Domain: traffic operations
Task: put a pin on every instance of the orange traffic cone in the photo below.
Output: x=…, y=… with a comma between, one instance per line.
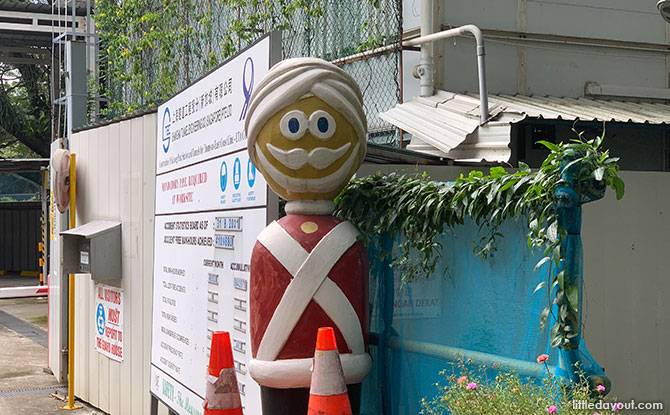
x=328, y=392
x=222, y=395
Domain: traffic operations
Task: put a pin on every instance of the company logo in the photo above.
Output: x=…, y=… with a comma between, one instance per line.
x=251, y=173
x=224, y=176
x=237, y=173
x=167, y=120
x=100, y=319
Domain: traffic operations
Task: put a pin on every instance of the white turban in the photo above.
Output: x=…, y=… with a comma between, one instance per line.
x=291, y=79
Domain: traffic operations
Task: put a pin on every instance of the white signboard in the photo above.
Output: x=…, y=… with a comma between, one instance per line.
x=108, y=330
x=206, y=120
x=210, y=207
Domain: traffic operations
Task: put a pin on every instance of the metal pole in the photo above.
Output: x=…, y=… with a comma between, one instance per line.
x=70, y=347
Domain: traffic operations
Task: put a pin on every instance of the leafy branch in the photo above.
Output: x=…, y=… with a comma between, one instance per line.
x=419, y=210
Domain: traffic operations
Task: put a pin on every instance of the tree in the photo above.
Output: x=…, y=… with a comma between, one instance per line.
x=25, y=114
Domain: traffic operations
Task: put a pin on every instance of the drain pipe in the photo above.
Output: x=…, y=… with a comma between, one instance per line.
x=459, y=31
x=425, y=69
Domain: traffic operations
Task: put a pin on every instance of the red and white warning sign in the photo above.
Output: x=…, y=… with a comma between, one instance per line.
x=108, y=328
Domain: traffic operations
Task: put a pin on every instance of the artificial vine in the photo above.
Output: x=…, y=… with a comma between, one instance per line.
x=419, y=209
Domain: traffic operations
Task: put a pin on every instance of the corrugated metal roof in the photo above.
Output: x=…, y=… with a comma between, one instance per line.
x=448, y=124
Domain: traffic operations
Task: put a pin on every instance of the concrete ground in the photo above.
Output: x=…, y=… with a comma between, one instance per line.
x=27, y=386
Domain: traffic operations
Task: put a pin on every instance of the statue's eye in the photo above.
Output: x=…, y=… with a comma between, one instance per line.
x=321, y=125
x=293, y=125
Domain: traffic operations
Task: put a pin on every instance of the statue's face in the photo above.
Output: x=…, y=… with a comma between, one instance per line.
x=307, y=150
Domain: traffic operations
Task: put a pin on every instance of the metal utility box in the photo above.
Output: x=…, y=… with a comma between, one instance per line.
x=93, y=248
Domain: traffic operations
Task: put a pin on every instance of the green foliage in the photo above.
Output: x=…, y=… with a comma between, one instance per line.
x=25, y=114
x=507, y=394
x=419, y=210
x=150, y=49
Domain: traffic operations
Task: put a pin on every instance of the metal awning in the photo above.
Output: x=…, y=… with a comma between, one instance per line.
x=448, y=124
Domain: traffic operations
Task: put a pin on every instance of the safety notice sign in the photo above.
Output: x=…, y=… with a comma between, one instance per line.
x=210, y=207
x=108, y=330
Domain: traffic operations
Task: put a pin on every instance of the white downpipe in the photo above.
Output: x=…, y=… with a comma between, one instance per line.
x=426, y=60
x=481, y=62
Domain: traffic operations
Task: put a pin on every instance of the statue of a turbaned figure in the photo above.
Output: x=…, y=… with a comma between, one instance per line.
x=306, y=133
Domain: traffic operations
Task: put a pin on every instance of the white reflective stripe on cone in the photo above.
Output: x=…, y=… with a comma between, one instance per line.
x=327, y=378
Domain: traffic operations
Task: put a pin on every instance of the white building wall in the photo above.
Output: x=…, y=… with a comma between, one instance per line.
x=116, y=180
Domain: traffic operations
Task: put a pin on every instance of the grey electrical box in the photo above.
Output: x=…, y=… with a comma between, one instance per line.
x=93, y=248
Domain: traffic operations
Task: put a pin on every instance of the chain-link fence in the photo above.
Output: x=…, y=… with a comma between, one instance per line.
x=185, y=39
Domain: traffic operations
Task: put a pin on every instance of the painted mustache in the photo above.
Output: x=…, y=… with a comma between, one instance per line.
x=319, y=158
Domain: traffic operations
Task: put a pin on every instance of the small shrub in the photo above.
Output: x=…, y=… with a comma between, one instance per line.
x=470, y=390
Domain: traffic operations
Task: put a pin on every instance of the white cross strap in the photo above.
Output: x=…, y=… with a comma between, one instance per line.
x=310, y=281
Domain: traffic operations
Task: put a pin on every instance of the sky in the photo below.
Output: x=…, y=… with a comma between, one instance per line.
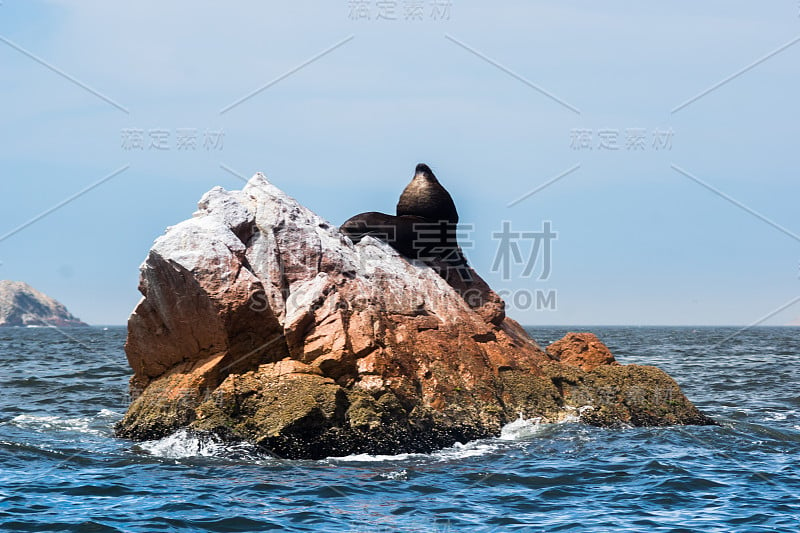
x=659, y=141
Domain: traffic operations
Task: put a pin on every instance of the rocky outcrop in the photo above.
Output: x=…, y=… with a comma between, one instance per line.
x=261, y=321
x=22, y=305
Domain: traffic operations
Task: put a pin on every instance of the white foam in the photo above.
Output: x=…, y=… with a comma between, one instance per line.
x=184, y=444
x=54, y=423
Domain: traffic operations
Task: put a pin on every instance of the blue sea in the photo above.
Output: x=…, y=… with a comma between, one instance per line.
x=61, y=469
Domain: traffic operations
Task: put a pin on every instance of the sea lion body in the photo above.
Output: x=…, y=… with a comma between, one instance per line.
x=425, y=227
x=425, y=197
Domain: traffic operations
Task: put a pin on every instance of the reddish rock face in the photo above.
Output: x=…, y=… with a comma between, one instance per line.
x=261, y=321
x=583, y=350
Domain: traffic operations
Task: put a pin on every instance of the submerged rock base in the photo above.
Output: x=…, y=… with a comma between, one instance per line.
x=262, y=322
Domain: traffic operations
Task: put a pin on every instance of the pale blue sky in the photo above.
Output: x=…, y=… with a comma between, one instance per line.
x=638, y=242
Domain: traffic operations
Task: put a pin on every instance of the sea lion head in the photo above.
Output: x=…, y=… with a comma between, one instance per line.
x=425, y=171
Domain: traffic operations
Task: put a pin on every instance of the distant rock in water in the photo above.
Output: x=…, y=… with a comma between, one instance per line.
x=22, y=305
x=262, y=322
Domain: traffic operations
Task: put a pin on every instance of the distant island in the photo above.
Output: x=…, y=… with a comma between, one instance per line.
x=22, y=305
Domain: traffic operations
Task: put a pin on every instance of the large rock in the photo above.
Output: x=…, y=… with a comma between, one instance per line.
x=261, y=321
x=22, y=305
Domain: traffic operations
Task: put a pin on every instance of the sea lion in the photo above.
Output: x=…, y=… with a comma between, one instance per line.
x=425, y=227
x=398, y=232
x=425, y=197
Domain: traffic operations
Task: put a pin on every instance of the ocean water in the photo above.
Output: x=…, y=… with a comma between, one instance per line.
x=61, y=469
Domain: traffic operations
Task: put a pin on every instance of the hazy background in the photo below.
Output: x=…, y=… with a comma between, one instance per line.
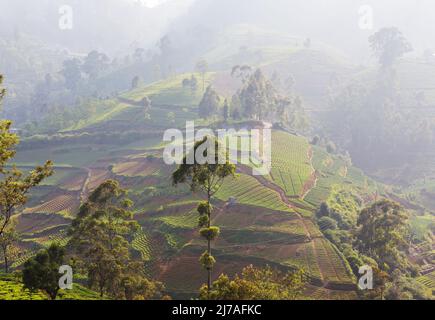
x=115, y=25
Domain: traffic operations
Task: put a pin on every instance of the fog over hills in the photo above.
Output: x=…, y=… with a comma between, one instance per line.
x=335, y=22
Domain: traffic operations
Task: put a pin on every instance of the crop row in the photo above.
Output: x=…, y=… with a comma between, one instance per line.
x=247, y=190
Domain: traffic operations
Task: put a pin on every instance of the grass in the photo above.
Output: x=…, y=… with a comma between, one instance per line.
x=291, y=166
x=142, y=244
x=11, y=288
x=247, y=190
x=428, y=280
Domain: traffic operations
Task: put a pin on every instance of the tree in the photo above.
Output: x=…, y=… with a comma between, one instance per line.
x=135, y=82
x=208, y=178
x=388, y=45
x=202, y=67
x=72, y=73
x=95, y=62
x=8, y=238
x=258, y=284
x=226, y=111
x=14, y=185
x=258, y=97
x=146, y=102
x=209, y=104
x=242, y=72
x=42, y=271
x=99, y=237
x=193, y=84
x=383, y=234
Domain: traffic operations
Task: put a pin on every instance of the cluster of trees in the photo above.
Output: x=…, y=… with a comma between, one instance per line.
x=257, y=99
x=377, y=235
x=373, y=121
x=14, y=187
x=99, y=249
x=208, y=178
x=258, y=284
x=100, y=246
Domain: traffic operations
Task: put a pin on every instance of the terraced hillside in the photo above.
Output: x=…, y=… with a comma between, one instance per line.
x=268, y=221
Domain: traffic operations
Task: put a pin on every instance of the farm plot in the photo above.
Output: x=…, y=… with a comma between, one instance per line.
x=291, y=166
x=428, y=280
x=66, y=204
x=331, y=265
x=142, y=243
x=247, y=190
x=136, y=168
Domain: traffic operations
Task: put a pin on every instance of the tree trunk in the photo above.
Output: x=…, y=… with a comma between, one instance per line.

* * *

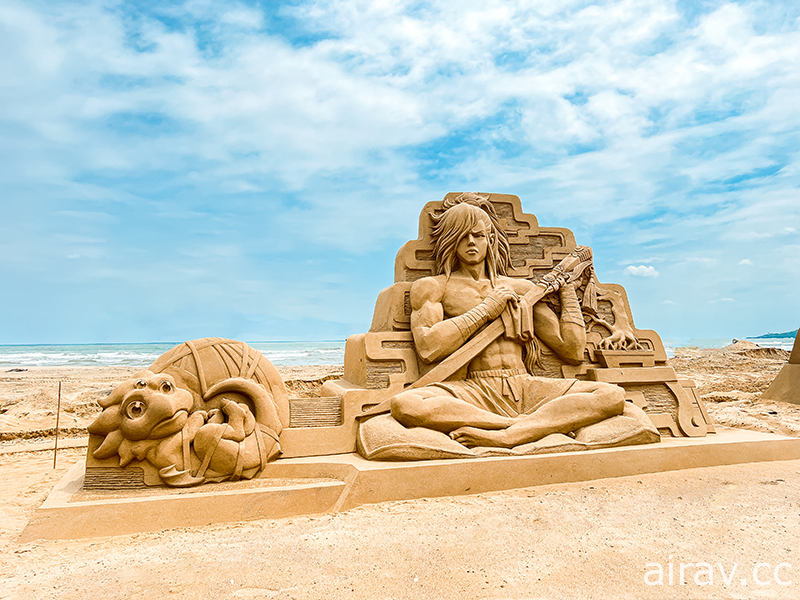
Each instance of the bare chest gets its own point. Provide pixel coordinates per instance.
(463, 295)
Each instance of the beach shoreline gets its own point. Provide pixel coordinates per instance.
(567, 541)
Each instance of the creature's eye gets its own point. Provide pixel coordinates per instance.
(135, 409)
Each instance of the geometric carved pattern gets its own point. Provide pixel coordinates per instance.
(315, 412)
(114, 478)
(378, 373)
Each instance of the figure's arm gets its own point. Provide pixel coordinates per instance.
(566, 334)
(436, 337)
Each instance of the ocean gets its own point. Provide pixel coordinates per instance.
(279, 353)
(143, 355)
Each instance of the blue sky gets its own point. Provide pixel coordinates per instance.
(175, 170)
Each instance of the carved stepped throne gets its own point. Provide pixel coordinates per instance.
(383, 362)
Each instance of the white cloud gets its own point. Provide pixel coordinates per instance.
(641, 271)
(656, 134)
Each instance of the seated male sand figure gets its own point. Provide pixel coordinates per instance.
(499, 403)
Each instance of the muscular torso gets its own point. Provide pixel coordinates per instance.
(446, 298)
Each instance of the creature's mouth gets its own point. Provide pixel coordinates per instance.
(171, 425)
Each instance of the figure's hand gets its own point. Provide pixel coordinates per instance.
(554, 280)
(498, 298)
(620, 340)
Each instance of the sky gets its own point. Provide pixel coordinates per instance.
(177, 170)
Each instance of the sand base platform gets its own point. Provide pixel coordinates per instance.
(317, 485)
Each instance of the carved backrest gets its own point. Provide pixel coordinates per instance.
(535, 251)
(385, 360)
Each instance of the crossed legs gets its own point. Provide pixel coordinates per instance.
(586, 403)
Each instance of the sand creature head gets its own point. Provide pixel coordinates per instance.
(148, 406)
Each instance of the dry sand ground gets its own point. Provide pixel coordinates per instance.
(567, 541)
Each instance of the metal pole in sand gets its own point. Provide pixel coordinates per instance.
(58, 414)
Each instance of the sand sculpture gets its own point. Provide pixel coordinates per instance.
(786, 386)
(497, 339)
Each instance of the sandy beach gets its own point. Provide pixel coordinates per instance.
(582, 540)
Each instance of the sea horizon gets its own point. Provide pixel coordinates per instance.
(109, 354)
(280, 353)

To do
The answer must be every line of the data that holds the word "below".

Answer section
Task: put a pin on every instance of the orange traffic cone in the photo below.
Task: put a pin on every instance of the sky in the photo below.
Task: put a pin on every instance of the hazy background in the photo below.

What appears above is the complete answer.